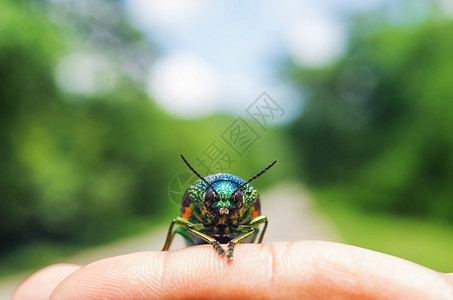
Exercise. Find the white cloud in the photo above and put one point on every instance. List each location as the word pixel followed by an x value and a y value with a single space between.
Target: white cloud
pixel 173 12
pixel 184 85
pixel 315 41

### DIRECTIONS FOR THIS TASK
Can you write out the entries above again, renaming "white cloud" to "storm cloud" wherever it appears and keeping everything else unchanged? Leave the pictures out.

### FULL SOLUTION
Exercise. Find the storm cloud in the photo above and put one point on every instance. List each location as the word pixel followed by an x value and a y value with a single space between.
Target: storm cloud
pixel 173 12
pixel 184 85
pixel 315 41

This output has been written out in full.